Text passage>

I have been evaluating BitDefender 9 Standard on my home computer for about two weeks. I like BitDefender's effectiveness, price, and features, but it has several problems. In this post I will describe the problems I have encountered so far.

1. Disruptive Email-Scanning Notification Windows
Whenever BitDefender is scanning a mail message, it adds a little window on the lower right of the screen. When multiple messages are being scanned, multiple windows are created. Sometimes the entire right side of my screen is covered with these windows. As each scan completes, the window associated with that scan disappears. Here's a photograph I took of my screen while BitDefender was scanning incoming mail.

Picture of screen while BitDefender scans incoming mail. Note the little windows along the right side.
In the picture above I was editing an HTML file in Win32pad when Eudora downloaded my mail in the background and BitDefender scanned the incoming mail. I use POPFile to filter spam. BitDefender adds separate windows for Eudora and POPFile for each incoming message.

Requirements>
a - Reproduce word for word everything in the BitDefender post from "1. Disruptive Email-Scanning" down to "each incoming message.".
b - In the BitDefender post, how long had the writer been evaluating BitDefender 9 Standard?
You won't need the material that comes after this.

Region segmentation data>
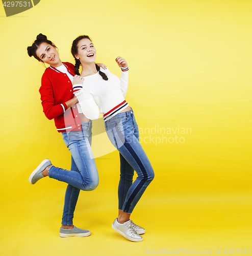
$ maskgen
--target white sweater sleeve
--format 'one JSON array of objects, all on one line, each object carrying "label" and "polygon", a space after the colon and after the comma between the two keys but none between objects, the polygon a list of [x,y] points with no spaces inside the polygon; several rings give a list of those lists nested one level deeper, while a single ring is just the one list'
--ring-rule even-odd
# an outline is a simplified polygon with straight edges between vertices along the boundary
[{"label": "white sweater sleeve", "polygon": [[129,69],[127,71],[121,71],[120,79],[121,91],[123,97],[125,98],[127,92],[129,83]]},{"label": "white sweater sleeve", "polygon": [[78,99],[81,108],[86,117],[91,120],[95,120],[99,117],[99,108],[90,93],[85,93],[84,90],[74,92]]}]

Responses>
a -
1. Disruptive Email-Scanning Notification Windows
Whenever BitDefender is scanning a mail message, it adds a little window on the lower right of the screen. When multiple messages are being scanned, multiple windows are created. Sometimes the entire right side of my screen is covered with these windows. As each scan completes, the window associated with that scan disappears. Here's a photograph I took of my screen while BitDefender was scanning incoming mail.

Picture of screen while BitDefender scans incoming mail. Note the little windows along the right side.
In the picture above I was editing an HTML file in Win32pad when Eudora downloaded my mail in the background and BitDefender scanned the incoming mail. I use POPFile to filter spam. BitDefender adds separate windows for Eudora and POPFile for each incoming message.

b - About two weeks.